### PROMPT 1:
Report every line of the entries below that contains the string "Target".

** Start of DOCUMENT SECTION **

Commit Graph

80 Commits

Author SHA1 Message Date
Sam 32393f72b1
PERF: backoff background requests when overloaded (#10888)
When the server gets overloaded and lots of requests start queuing server
will attempt to shed load by returning 429 errors on background requests.

The client can flag a request as background by setting the header:
`Discourse-Background` to `true`

Out-of-the-box we shed load when the queue time goes above 0.5 seconds.

The only request we shed at the moment is the request to load up a new post
when someone posts to a topic.

We can extend this as we go with a more general pattern on the client.

Previous to this change, rate limiting would "break" the post stream which
would make suggested topics vanish and users would have to scroll the page
to see more posts in the topic.

Server needs this protection for cases where tons of clients are navigated
to a topic and a new post is made. This can lead to a self inflicted denial
of service if enough clients are viewing the topic.

Due to the internal security design of Discourse it is hard for a large
number of clients to share a channel where we would pass the full post body
via the message bus.

It also renames (and deprecates) triggerNewPostInStream to triggerNewPostsInStream

This allows us to load a batch of new posts cleanly, so the controller can
keep track of a backlog

Co-authored-by: Joffrey JAFFEUX <j.jaffeux@gmail.com>
2020-10-13 16:56:03 +11:00
Sam 120fa8ad2f
PERF: Introduce absolute limit of digests per 30 minutes (#10845)
To avoid blocking the sidekiq queue a limit of 10,000 digests per 30 minutes
is introduced.

This acts as a safety measure that makes sure we don't keep pouring oil on
a fire.

On multisites it is recommended to set the number way lower so sites do not
dominate the backlog. A reasonable default for multisites may be 100-500.

** End of DOCUMENT SECTION **
** Start of INPUT DATA **

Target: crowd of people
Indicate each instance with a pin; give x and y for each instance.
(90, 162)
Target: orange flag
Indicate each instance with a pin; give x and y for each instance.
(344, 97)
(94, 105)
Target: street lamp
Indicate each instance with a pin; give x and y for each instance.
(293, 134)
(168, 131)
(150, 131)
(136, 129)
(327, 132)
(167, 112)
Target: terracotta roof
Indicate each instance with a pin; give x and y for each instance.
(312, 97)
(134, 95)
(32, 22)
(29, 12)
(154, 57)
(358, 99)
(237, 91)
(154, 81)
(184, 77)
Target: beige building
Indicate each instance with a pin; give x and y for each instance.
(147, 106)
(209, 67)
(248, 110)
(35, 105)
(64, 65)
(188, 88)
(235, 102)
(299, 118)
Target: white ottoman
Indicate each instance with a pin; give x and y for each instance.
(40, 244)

** End of INPUT DATA **

### PROMPT 2:
According to the commit log, what limit on digests does the second commit introduce?

### REPLY 1:
Target: crowd of people
Target: orange flag
Target: street lamp
Target: terracotta roof
Target: beige building
Target: white ottoman

### REPLY 2:
10,000 digests per 30 minutes.